* Start *

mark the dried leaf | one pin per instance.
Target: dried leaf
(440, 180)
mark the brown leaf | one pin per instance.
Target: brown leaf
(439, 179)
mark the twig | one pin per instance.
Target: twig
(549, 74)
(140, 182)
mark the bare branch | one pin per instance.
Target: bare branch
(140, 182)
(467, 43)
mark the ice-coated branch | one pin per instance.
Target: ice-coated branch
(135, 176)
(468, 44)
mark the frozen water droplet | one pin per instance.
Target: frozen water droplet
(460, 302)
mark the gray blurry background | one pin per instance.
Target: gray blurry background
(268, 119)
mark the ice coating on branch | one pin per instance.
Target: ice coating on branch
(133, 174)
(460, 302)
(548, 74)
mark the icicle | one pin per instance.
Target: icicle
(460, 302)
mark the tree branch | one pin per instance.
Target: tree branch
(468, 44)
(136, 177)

* End *
* Start *

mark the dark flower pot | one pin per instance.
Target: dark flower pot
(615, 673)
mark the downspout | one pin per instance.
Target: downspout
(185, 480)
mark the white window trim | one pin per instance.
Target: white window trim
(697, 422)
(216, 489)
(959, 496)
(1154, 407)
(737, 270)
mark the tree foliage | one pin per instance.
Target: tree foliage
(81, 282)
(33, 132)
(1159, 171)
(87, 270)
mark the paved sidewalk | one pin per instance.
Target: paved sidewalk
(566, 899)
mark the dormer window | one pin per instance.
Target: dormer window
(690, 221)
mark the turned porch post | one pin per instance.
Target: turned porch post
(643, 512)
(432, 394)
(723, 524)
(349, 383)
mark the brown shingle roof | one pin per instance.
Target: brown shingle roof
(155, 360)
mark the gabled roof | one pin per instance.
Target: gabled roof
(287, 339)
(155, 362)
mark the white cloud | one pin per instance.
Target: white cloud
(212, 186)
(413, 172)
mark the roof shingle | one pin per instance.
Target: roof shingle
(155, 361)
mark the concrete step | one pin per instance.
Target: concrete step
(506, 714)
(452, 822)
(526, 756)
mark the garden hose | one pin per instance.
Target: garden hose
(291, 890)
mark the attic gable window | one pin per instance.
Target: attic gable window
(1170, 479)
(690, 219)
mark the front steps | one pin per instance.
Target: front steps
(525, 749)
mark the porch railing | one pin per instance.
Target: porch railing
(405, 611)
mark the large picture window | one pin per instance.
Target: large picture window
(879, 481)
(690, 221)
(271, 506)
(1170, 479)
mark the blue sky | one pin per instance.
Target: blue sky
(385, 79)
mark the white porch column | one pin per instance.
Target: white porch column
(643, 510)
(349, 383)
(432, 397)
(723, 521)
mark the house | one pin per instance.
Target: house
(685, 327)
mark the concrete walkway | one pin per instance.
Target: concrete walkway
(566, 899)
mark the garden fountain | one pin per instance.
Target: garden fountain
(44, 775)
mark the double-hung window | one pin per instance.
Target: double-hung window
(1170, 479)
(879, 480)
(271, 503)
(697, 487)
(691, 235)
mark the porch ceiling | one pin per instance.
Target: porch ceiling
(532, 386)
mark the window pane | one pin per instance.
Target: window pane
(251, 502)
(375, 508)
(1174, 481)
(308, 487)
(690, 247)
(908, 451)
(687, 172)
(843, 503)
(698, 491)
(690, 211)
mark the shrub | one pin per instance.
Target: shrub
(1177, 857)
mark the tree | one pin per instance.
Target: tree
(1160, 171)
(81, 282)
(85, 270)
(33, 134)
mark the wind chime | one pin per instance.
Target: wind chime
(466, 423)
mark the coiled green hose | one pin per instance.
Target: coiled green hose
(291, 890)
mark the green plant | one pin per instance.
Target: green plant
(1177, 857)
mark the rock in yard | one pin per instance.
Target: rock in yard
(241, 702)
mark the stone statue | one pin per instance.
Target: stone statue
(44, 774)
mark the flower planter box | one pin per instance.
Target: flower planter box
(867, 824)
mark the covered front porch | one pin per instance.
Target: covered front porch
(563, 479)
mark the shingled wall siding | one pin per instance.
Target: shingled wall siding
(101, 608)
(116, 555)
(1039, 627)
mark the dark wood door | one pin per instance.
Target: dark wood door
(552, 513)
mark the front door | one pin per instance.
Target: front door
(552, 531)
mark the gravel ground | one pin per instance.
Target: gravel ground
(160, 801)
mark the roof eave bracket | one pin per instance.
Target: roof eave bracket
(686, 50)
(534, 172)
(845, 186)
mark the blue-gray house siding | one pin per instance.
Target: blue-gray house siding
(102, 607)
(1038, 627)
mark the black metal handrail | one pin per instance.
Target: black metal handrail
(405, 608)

* End *

# AIM OF THE EXERCISE
Extract every line of the records that contains the string "coating", matching case exactly.

# CORRECT RESPONSE
mark the ice coating on branch | one pin per instance.
Target: ice coating on branch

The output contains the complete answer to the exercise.